==== Выбранный текст

Через несколько дней настал наш черед. Расслабленный партдамой, ее «все будет хорошо», я получил первый вопрос:
— Почему вы встречались с Горбинским, исключенным из партии?
Я ответил:
— Я не знал, что его исключат.
Такая логика не подействовала, а только разозлила, за длинным столом зашумели.
Я смотрел им в глаза и не видел обещанного понимания, все складывалось совсем не хорошо. Мне дали слово.
Я, конечно, подготовил свою речь. В конце концов, я ни словом, ни делом не опозорил партию, если иметь в виду ту партию, в которую поверил когда-то мой отец, бомбардир-наводчик в первую империалистическую, примкнувший к большевикам еще в феврале семнадцатого. А разве моя сибирская стройка, где я монтажником вступил в ряды, кидает на меня тень? Или, может быть, есть претензии к моим статьям? Посещение драматической студии при Доме учителя в студенческие годы не прошло даром, я так разогрел себя по системе Станиславского, мне так стало жаль себя, что скупая мужская слеза скатилась по щеке, и я на мгновенье вздрогнул: «Чего это я?» — да и с кем я в партии: вот с этим грибами, что тут сидят, семеро за столом? И подумал: «Не будет греха, если я промолчу о Солярисе». Иначе эта слепая машина срежет меня, как колосок, уж лучше поморочить им голову.
Проговорив пятнадцать минут, я, к ужасу своему, вдруг осознал: Главный-то Жрец, сухой старичок с пергаментным лицом, сидевший во главе стола, меня слушает, не перебивает! — и замолчал. Сел и даже повеселел.
И тут сердце оборвалось — начали высказываться члены Комитета партийного контроля. И каждый завершал одним и тем же: «Достоин исключения из партии!»
«Старая партийная ищейка! — горестно вздохнул я. — Обманула!» Я им про отца, про стройку, а они всё заблаговременно решили. Волна гнева хлынула в голову. И кто знает, что бы я натворил, если бы вдруг меня не подтолкнули и не зашипели в ухо:
— Встаньте, в самом деле… к вам обращается член Политбюро.
Я поднялся, не понимая, что спектакль еще не окончен, и слово за ним, Главным Жрецом Арвидом Пельше. Вертя тощей шеей в жестком обруче воротника, Арвид Янович искал глазами виновника беспокойства и даже обрадовался, когда наконец-то увидел меня за спинами своих подручных.

========

### Задание
Воспроизведите дословно фрагмент выбранного текста между словами «Через несколько дней» и «исключенным из партии?», включая их.

==== Исходные данные

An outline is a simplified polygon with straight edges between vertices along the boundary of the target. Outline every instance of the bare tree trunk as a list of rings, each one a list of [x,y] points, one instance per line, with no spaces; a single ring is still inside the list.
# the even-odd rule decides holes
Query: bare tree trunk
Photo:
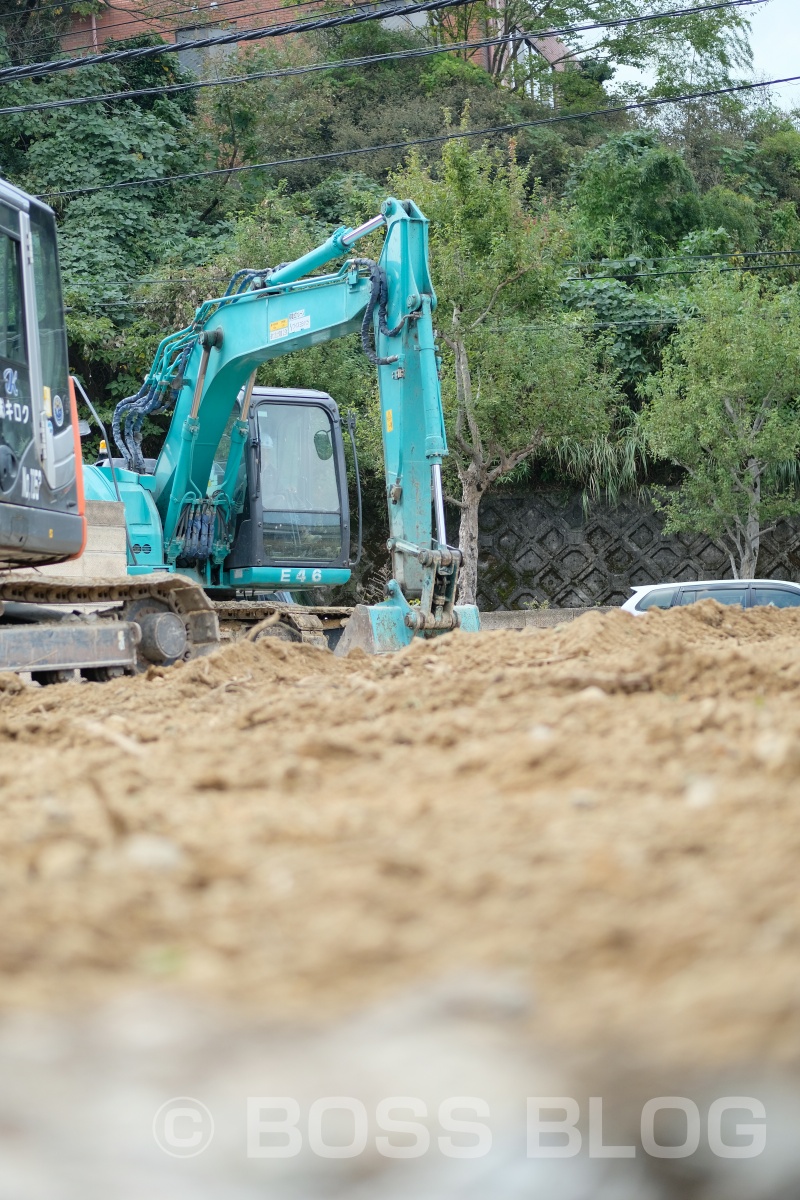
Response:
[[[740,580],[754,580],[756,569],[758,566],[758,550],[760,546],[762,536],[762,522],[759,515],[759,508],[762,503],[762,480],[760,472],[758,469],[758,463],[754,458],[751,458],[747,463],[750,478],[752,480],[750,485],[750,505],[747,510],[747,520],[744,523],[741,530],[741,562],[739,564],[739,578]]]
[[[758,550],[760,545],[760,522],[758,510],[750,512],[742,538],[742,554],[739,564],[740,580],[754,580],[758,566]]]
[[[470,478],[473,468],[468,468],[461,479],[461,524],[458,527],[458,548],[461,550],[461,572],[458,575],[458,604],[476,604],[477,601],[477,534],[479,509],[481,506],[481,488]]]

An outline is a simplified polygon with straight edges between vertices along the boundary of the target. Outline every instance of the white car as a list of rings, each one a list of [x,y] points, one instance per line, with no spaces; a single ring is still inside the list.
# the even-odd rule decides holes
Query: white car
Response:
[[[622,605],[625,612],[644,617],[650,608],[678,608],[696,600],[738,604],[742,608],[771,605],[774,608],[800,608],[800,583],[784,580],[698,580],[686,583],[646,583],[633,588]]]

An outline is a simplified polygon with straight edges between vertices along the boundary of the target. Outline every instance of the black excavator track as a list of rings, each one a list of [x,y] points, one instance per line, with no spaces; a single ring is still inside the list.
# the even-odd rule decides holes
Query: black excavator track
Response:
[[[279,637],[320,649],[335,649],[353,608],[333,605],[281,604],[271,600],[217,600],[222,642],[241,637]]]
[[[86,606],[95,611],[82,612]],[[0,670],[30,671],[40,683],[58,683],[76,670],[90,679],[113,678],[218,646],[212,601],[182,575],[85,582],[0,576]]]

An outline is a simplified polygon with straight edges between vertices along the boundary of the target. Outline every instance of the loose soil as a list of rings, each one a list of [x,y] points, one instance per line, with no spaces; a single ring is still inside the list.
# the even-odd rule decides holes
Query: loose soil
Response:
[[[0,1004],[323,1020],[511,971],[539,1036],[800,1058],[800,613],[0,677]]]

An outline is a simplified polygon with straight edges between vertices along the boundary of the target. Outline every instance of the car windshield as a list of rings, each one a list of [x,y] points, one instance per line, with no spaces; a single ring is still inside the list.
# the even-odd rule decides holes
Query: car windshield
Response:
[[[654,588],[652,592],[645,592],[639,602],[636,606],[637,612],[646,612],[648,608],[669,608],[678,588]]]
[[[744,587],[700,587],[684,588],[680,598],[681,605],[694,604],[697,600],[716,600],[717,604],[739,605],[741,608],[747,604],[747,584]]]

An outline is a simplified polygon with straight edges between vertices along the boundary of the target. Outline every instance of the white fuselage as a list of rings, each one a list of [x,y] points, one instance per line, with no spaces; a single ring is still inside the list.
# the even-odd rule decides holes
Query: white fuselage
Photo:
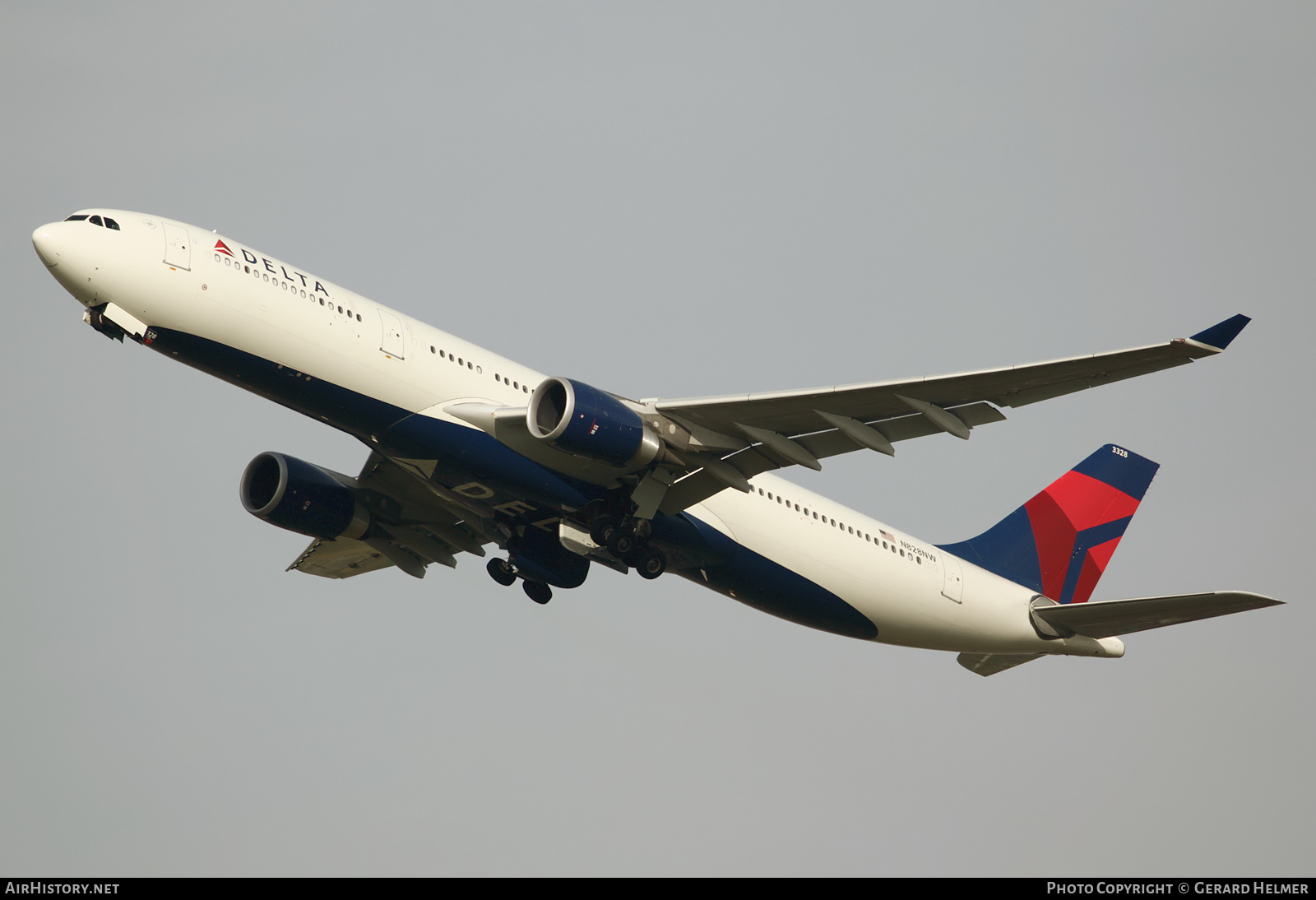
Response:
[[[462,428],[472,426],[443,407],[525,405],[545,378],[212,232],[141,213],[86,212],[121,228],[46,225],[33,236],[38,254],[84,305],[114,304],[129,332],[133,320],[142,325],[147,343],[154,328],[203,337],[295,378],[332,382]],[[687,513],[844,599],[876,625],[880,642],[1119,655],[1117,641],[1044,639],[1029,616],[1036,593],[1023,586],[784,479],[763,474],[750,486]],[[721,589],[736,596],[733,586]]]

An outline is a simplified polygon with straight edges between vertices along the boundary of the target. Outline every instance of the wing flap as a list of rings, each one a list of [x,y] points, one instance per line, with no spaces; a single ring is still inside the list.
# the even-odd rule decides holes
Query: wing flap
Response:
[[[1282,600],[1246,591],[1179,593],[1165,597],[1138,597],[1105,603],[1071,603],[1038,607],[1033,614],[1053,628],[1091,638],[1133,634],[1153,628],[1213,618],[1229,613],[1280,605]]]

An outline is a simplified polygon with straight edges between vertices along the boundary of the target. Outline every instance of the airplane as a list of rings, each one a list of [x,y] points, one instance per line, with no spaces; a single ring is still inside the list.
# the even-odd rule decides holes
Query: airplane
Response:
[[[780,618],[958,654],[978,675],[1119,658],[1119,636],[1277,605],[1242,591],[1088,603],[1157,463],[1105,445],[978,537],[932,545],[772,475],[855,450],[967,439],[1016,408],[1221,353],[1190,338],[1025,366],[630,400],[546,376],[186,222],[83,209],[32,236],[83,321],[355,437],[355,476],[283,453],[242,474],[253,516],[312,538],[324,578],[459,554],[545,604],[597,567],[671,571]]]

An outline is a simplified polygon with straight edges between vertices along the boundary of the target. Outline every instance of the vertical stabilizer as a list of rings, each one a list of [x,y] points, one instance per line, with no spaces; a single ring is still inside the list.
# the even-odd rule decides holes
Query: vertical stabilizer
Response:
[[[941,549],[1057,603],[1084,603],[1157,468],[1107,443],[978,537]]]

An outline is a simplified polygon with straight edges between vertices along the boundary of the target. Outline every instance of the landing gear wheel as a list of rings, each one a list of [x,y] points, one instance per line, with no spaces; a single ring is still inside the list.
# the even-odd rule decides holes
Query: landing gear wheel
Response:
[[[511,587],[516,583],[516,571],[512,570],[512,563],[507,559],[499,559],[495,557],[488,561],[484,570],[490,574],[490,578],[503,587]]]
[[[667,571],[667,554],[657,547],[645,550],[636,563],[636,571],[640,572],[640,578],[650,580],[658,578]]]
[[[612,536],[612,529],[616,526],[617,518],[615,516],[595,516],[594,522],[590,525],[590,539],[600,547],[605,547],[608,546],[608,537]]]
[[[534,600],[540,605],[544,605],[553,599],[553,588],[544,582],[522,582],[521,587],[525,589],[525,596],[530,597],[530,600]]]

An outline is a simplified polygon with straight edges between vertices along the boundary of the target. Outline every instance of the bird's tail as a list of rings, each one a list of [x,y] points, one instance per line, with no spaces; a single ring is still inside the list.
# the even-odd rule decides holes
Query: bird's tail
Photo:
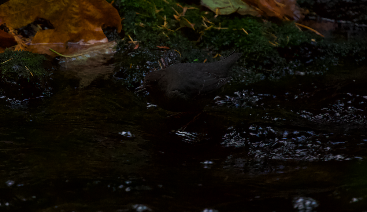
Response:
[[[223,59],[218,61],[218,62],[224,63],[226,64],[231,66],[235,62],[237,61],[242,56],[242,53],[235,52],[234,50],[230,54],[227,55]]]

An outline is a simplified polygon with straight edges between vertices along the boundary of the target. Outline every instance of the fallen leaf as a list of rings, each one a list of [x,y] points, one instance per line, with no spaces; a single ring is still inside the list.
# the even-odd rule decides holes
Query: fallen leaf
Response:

========

### Выполненное задание
Через несколько дней настал наш черед. Расслабленный партдамой, ее «все будет хорошо», я получил первый вопрос:
— Почему вы встречались с Горбинским, исключенным из партии?